## EXERCISE PASSAGE
────
Linux Event Logging for Enterprise-Class Systems

Event Log Analysis (ELA)

This document explains how to effectively use the Error Log Analysis
(ELA) feature in the evlog package.  When an event of interest occurs,
the ELA system will execute a user-specified command to handle the event.
The default command reports the probable cause of the event, suggests
one or more corrective actions, and notifies one or more agents via CIM,
SNMP, or diagELA.

The typical steps in using the ELA feature are as follows:
1. Create an ELA template for each event of interest.  This template
specifies how the event should be handled.
2. Compile the ELA templates and generate the corresponding ELA rules.
3. Register the ELA rules.
Once the rules are registered, the corresponding events will be handled
as specified in the templates.

1. ELA templates
----------------

An ELA template is an ordinary evlog template that defines certain
special const attributes.  Here is an example of an ELA template:

#include "ela.h"
...
facility "e1000";
event_type "%s %s: No usable DMA configuration, aborting\n";
const {
        string eventName = "noDmaCfg";
        string file = "drivers/net/e1000/e1000_main.c";
        ElaClass class = HARDWARE;
        ElaType type = PERM;
        ElaStringList probableCauses = {
		"Unable to enable DMA for either 32 or 64 bits"
        };
        ElaStringList actions = {
                "Verify driver software level",
                "Execute diagnostics",
                "Replace adapter"
        };
        int threshold = 2;
        string interval = "7d";
	string forany = "bus_id,host"
	string runcmd = "/usr/share/evlog/ela_hw_alert";
}

attributes {
        string fmt;
        int argsz;
        string driver;
	string bus_id;
}
format string "%fmt:printk%"
────
## WHAT YOU NEED TO DO
Copy out the entire Error Log Analysis document word for word.

Dataset records:
────
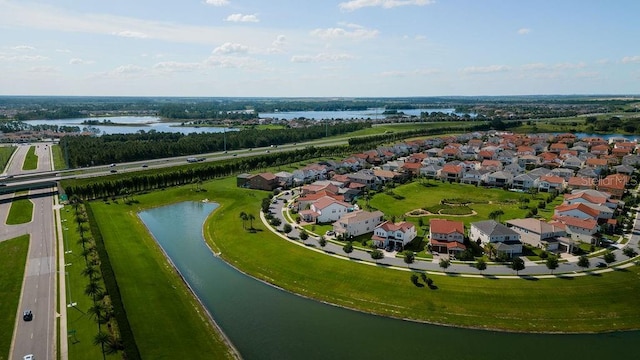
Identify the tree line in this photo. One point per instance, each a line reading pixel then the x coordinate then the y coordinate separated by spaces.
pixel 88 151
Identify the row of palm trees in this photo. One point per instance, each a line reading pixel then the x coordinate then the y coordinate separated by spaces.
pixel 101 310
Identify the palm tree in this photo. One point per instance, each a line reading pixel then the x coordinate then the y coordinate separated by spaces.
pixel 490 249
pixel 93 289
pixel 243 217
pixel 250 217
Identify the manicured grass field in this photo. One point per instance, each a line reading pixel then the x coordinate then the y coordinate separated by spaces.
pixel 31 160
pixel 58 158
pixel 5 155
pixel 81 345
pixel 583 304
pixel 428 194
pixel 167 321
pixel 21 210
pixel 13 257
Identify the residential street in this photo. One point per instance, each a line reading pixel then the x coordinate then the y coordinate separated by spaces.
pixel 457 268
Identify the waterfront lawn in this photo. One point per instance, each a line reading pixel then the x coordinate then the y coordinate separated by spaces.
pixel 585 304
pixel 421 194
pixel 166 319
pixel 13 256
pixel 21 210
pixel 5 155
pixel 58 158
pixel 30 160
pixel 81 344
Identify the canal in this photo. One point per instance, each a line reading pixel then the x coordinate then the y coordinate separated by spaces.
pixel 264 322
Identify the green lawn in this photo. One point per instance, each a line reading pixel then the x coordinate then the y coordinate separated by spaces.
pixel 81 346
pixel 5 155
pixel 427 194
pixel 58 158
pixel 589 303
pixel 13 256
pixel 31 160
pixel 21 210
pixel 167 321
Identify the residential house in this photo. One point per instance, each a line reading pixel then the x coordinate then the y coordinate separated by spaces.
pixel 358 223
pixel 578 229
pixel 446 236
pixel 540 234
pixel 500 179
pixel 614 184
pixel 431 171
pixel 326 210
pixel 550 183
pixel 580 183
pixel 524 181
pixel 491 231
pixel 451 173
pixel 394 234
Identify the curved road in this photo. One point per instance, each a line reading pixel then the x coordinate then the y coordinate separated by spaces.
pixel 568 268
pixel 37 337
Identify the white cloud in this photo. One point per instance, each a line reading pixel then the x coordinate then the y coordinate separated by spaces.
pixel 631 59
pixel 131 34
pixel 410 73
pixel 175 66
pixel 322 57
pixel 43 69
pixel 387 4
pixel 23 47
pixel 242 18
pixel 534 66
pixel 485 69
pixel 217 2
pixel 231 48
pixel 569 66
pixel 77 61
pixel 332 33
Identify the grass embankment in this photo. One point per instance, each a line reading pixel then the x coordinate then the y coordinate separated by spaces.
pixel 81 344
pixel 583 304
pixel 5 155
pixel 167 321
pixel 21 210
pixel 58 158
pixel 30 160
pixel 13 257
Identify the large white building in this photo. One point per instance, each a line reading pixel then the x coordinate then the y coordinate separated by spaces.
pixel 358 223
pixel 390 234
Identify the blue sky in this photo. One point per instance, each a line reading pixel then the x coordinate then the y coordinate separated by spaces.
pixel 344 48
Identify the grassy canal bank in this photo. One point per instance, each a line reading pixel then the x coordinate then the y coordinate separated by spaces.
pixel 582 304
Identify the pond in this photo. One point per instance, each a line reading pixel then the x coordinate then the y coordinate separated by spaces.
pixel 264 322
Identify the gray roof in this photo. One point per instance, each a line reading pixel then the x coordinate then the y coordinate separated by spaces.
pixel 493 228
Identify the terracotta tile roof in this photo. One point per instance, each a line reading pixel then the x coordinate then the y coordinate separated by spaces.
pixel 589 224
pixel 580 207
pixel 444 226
────
## RESULT OF THE EXERCISE
Linux Event Logging for Enterprise-Class Systems

Event Log Analysis (ELA)

This document explains how to effectively use the Error Log Analysis
(ELA) feature in the evlog package.  When an event of interest occurs,
the ELA system will execute a user-specified command to handle the event.
The default command reports the probable cause of the event, suggests
one or more corrective actions, and notifies one or more agents via CIM,
SNMP, or diagELA.

The typical steps in using the ELA feature are as follows:
1. Create an ELA template for each event of interest.  This template
specifies how the event should be handled.
2. Compile the ELA templates and generate the corresponding ELA rules.
3. Register the ELA rules.
Once the rules are registered, the corresponding events will be handled
as specified in the templates.

1. ELA templates
----------------

An ELA template is an ordinary evlog template that defines certain
special const attributes.  Here is an example of an ELA template:

#include "ela.h"
...
facility "e1000";
event_type "%s %s: No usable DMA configuration, aborting\n";
const {
        string eventName = "noDmaCfg";
        string file = "drivers/net/e1000/e1000_main.c";
        ElaClass class = HARDWARE;
        ElaType type = PERM;
        ElaStringList probableCauses = {
		"Unable to enable DMA for either 32 or 64 bits"
        };
        ElaStringList actions = {
                "Verify driver software level",
                "Execute diagnostics",
                "Replace adapter"
        };
        int threshold = 2;
        string interval = "7d";
	string forany = "bus_id,host"
	string runcmd = "/usr/share/evlog/ela_hw_alert";
}

attributes {
        string fmt;
        int argsz;
        string driver;
	string bus_id;
}
format string "%fmt:printk%"